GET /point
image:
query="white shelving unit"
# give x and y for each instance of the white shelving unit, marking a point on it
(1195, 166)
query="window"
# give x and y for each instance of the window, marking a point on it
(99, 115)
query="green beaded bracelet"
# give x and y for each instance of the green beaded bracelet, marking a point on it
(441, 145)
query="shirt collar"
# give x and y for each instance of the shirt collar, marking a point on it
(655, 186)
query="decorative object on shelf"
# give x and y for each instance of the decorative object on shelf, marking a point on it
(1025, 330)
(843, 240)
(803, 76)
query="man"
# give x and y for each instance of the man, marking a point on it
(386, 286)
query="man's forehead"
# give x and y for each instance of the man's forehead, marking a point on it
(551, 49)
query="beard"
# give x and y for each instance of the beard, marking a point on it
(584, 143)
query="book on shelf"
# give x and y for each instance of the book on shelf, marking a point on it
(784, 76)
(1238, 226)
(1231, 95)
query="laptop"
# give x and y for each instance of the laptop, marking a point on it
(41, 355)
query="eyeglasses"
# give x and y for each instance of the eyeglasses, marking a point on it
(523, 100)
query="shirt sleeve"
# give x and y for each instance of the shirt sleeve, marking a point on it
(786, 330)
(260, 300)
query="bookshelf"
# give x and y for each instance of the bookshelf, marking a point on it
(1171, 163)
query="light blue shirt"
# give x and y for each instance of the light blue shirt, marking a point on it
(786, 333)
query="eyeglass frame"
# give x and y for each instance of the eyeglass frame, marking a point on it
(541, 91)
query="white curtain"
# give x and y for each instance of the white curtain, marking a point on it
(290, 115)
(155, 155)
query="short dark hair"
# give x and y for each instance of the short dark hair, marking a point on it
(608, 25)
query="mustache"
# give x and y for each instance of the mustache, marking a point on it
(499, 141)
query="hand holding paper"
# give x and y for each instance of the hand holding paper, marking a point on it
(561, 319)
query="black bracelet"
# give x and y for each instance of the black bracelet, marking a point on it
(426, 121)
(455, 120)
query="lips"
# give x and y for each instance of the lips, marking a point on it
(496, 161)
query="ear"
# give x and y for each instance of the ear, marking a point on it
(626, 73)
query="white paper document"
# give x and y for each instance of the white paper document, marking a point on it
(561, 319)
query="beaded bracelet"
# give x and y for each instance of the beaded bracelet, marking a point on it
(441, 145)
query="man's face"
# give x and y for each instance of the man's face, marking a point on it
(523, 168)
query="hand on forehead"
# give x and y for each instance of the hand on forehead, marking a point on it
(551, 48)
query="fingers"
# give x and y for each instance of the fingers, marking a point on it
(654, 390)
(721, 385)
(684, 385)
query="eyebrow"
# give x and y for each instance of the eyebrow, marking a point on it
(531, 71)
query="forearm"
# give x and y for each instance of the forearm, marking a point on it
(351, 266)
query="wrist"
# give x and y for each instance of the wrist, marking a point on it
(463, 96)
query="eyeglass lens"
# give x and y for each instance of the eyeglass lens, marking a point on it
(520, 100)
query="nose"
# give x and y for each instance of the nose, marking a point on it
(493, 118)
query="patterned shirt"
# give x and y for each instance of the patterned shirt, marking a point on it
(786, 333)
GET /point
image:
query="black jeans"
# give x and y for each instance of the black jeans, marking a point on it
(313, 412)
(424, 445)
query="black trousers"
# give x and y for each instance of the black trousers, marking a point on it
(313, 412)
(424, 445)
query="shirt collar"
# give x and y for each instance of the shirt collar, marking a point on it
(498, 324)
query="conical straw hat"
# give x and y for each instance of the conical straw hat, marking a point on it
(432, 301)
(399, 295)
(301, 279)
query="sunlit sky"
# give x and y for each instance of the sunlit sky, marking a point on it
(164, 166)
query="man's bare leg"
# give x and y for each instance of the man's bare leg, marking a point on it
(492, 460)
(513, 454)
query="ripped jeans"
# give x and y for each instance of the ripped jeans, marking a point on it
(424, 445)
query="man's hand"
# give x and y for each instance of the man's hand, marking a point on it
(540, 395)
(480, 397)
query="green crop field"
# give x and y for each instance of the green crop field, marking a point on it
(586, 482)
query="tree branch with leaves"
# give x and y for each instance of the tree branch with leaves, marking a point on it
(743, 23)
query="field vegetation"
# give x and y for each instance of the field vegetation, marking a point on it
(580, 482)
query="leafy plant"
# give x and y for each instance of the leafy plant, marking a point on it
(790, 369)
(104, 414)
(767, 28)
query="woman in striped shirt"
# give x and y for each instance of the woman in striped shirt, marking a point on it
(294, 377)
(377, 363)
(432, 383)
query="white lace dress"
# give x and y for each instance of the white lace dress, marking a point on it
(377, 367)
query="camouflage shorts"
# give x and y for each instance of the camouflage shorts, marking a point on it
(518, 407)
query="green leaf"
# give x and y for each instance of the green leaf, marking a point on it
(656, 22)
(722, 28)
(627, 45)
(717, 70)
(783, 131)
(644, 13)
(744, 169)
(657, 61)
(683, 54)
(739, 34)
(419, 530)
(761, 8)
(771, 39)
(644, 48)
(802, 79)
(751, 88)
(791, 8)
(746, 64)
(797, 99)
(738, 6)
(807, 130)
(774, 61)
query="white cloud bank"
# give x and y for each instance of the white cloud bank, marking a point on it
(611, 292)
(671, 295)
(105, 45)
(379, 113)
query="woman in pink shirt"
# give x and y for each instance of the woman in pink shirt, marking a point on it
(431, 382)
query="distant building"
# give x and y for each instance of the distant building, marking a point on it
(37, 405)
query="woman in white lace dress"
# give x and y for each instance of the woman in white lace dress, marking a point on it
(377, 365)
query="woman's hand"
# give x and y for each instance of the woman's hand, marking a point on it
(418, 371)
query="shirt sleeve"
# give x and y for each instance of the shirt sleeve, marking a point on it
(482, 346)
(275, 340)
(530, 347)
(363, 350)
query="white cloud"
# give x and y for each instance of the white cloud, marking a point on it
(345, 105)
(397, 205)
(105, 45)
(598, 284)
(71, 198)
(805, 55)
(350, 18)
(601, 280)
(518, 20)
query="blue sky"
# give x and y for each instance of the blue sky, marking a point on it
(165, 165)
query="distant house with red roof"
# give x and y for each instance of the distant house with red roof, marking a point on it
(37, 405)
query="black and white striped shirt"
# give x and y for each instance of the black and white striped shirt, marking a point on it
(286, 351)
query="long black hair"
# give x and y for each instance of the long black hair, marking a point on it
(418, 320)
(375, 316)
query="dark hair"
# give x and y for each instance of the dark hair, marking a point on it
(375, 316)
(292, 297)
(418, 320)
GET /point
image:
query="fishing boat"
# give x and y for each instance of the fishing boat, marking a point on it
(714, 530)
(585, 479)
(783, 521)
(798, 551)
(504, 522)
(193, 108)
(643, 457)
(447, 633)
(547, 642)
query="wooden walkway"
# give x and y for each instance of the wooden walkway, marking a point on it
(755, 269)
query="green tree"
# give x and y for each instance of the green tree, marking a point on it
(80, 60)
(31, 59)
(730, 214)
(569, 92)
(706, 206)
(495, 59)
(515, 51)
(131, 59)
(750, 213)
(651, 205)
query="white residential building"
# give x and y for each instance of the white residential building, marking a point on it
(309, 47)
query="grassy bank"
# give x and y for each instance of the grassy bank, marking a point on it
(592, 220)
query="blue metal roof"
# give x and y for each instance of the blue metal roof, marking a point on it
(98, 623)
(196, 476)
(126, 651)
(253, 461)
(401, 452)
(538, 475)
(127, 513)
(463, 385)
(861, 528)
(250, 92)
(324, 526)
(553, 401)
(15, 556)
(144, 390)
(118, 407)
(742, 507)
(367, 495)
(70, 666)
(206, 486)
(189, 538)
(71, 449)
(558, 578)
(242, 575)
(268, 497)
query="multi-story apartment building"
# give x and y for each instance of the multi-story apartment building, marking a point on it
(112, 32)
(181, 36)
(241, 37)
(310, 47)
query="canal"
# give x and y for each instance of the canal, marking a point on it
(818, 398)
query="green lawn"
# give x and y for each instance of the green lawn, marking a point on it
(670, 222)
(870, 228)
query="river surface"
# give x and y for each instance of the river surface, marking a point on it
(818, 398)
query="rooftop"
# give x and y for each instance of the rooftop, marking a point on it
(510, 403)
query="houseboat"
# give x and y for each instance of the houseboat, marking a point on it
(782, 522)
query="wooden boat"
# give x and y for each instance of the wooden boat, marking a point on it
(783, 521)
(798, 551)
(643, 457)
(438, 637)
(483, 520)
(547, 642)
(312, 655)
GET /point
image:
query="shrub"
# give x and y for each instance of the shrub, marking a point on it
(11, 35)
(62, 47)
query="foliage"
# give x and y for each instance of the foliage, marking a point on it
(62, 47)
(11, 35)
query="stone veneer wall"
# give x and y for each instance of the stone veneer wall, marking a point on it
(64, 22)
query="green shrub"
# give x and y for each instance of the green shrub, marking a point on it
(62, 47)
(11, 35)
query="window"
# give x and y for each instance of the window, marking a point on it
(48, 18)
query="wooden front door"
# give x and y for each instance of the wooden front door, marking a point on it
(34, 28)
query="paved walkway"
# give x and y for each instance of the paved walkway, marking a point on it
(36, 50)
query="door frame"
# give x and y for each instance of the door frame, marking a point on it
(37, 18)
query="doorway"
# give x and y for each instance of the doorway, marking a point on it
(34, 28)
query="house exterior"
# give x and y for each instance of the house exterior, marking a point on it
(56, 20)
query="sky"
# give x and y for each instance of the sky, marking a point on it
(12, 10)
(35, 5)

**Exercise details:** Gather every line in the entries above that contains the word "decorative". Case counts, so lines with different capitalization do not match.

**Exercise result:**
query="decorative object on shelf"
# give x and y for each instance of the decorative object on shelf, marking a point on it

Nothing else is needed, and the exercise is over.